[Stored items from a collection]
§ §

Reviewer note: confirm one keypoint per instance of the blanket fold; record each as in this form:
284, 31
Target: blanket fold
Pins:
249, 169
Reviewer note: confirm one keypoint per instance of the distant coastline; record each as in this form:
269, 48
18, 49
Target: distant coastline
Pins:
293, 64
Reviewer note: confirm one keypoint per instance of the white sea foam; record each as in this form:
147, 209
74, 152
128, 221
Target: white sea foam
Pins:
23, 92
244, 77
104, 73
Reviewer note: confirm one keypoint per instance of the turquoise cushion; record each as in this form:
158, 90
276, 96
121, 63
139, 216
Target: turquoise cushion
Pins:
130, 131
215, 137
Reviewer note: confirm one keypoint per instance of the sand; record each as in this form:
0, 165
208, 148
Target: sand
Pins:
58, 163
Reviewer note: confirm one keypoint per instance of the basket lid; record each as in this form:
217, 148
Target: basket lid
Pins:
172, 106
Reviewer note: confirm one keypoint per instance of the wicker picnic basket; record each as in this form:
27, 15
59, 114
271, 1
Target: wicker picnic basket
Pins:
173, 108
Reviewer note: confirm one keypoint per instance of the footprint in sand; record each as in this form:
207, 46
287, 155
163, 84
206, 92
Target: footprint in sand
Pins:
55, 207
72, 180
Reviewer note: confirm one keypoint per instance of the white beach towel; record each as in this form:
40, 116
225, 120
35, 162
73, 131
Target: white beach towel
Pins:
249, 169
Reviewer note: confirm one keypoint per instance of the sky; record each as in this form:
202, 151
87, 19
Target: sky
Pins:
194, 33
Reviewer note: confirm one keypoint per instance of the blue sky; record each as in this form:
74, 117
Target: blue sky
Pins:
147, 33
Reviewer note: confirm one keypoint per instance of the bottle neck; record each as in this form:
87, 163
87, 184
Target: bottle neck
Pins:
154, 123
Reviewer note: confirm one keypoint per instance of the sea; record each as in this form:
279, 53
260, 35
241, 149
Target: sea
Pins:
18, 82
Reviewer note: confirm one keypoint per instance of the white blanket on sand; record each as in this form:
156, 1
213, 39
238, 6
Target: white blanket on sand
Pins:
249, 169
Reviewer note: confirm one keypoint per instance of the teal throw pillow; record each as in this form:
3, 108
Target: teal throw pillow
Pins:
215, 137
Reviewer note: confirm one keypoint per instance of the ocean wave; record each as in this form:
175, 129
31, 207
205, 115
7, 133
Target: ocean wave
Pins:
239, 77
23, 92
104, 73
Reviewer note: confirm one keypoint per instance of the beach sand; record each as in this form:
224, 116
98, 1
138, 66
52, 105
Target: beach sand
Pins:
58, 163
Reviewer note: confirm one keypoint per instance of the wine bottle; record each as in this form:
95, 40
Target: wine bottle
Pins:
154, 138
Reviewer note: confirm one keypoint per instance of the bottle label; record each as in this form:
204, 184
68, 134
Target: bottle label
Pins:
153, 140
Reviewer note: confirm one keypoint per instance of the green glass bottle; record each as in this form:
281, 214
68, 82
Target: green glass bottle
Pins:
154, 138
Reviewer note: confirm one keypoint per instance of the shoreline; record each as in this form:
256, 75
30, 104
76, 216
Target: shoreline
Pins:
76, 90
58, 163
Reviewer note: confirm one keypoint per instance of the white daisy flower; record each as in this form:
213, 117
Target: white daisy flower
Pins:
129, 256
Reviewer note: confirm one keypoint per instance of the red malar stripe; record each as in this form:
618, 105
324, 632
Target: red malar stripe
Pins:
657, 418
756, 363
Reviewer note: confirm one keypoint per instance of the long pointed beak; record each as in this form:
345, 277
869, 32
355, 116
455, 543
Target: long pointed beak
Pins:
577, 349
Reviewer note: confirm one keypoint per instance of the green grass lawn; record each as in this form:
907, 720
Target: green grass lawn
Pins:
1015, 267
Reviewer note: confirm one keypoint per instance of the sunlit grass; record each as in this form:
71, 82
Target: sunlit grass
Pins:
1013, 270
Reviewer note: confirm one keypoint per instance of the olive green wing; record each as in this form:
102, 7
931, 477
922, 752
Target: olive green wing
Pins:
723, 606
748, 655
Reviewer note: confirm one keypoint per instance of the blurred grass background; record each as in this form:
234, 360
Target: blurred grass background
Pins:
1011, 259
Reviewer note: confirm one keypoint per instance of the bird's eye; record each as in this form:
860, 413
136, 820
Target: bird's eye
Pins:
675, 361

§ §

The answer must consist of every line from the records above that holds "basket".

*TASK SOLUTION:*
Reviewer note: confirm one keypoint per instance of the basket lid; record each as in this form:
Target: basket lid
Reviewer note: confirm one keypoint per instance of the wicker picnic basket; record each as in this form:
Target: wicker picnic basket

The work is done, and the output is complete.